EXERCISE DATA

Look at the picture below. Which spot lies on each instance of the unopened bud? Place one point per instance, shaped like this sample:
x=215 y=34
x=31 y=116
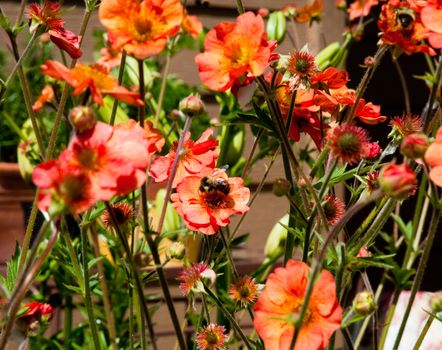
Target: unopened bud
x=142 y=259
x=281 y=187
x=363 y=303
x=82 y=118
x=176 y=250
x=414 y=146
x=192 y=105
x=436 y=302
x=397 y=180
x=175 y=115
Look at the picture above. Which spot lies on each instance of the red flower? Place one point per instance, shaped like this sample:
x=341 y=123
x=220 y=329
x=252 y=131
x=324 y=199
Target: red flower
x=397 y=180
x=191 y=276
x=195 y=157
x=66 y=41
x=46 y=95
x=282 y=299
x=244 y=290
x=233 y=51
x=369 y=113
x=330 y=78
x=433 y=157
x=349 y=143
x=95 y=78
x=35 y=311
x=405 y=125
x=47 y=15
x=301 y=65
x=431 y=16
x=98 y=164
x=401 y=26
x=141 y=28
x=211 y=337
x=207 y=201
x=114 y=158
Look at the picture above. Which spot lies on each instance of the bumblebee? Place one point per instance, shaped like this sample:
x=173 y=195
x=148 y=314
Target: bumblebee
x=209 y=184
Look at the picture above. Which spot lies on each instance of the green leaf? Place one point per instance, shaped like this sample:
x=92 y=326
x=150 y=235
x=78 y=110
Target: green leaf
x=276 y=26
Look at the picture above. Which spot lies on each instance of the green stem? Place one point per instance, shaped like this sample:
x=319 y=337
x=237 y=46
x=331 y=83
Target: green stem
x=403 y=84
x=229 y=316
x=365 y=80
x=136 y=277
x=105 y=291
x=240 y=6
x=432 y=98
x=423 y=333
x=152 y=246
x=420 y=271
x=317 y=264
x=163 y=88
x=87 y=289
x=390 y=315
x=120 y=80
x=375 y=227
x=22 y=286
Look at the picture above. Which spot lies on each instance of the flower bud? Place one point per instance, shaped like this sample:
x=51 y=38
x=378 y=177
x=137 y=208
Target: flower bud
x=82 y=118
x=142 y=259
x=281 y=187
x=397 y=180
x=414 y=146
x=176 y=250
x=363 y=303
x=192 y=105
x=436 y=302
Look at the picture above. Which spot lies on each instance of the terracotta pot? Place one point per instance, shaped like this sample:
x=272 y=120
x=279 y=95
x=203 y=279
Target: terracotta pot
x=14 y=193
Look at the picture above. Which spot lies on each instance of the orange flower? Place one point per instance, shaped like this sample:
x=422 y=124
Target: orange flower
x=401 y=25
x=46 y=95
x=361 y=8
x=233 y=50
x=196 y=156
x=433 y=157
x=47 y=16
x=432 y=19
x=282 y=299
x=141 y=28
x=207 y=201
x=94 y=77
x=369 y=113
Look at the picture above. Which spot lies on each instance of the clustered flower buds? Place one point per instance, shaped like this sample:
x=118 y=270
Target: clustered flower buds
x=397 y=180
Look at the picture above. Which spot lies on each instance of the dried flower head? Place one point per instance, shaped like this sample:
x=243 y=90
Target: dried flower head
x=301 y=64
x=123 y=214
x=244 y=290
x=406 y=125
x=349 y=143
x=211 y=337
x=334 y=209
x=191 y=276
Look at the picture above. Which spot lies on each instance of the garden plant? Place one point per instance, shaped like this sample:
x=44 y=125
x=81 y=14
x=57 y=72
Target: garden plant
x=133 y=178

TRY IT
Leaving the images out, print the records above exactly.

ANSWER BOX
Look at the picture below. Which spot lies on each instance of the unopened bud? Place one point per instance, shaped like this sample:
x=215 y=34
x=31 y=116
Target: unopened bud
x=142 y=259
x=281 y=187
x=363 y=303
x=82 y=118
x=176 y=250
x=414 y=146
x=192 y=105
x=436 y=302
x=397 y=180
x=175 y=115
Look at the picture above. Which spot lies on each instance of the red flower? Place one point per instance, shaped like this sample:
x=341 y=123
x=220 y=329
x=252 y=131
x=324 y=199
Target: red flower
x=397 y=180
x=191 y=276
x=195 y=157
x=66 y=41
x=46 y=95
x=282 y=299
x=244 y=290
x=233 y=51
x=369 y=113
x=330 y=78
x=433 y=157
x=349 y=143
x=95 y=78
x=35 y=311
x=405 y=125
x=47 y=15
x=301 y=65
x=431 y=16
x=98 y=164
x=401 y=26
x=141 y=28
x=211 y=337
x=207 y=201
x=114 y=158
Look at the picture above. Which spot lies on each instance of the bumblebee? Place one point per instance, shaped like this sample:
x=173 y=195
x=148 y=314
Target: bumblebee
x=209 y=184
Look at the picture above. Which spot lies on each instance of the green leaf? Place one point per instance, shaped like this sample:
x=92 y=326
x=150 y=235
x=78 y=110
Target: green leaf
x=276 y=26
Look at the picture above. Which spot lies on each instance of the green stem? Place one point per instance, shaped like this sample:
x=319 y=337
x=237 y=46
x=331 y=83
Target: green stem
x=403 y=84
x=229 y=316
x=365 y=80
x=136 y=277
x=105 y=291
x=240 y=6
x=432 y=98
x=423 y=333
x=152 y=246
x=420 y=271
x=317 y=264
x=163 y=88
x=87 y=289
x=390 y=315
x=120 y=80
x=375 y=227
x=22 y=286
Look at the picture above. Which spot lies on each instance of the flower bud? Place one point per instance, shaped like this sample:
x=51 y=38
x=378 y=177
x=137 y=208
Target: flower bud
x=82 y=118
x=142 y=259
x=281 y=187
x=397 y=180
x=414 y=146
x=176 y=250
x=363 y=303
x=192 y=105
x=436 y=302
Look at the picture above. Which spot lies on each instance of the terracotta pot? Place one point per instance, shaped like this sample:
x=272 y=120
x=279 y=95
x=203 y=279
Target: terracotta pot
x=14 y=193
Look at the picture above. Which spot lies on each instance of the orange flower? Place one point per instance, shaped like this sample:
x=422 y=124
Target: orange flower
x=401 y=25
x=46 y=95
x=361 y=8
x=233 y=50
x=196 y=156
x=433 y=157
x=47 y=16
x=432 y=19
x=282 y=299
x=141 y=28
x=207 y=201
x=94 y=77
x=369 y=113
Look at the picture above. Which spot lies on each instance of the clustered flower buds? Place one point per instance, shaped like this sample:
x=118 y=270
Target: clustered flower buds
x=397 y=180
Look at the picture above. Which spot lies on each instance of the dried flower head? Place one point per instance, shaped like this sample:
x=243 y=90
Target: dried flower head
x=301 y=64
x=123 y=214
x=244 y=290
x=406 y=125
x=349 y=143
x=211 y=337
x=334 y=209
x=191 y=276
Look at the picture above. Which spot lies on each instance of the garden plant? Place one point per instance, shaped like this sample:
x=44 y=125
x=81 y=14
x=57 y=72
Target: garden plant
x=133 y=178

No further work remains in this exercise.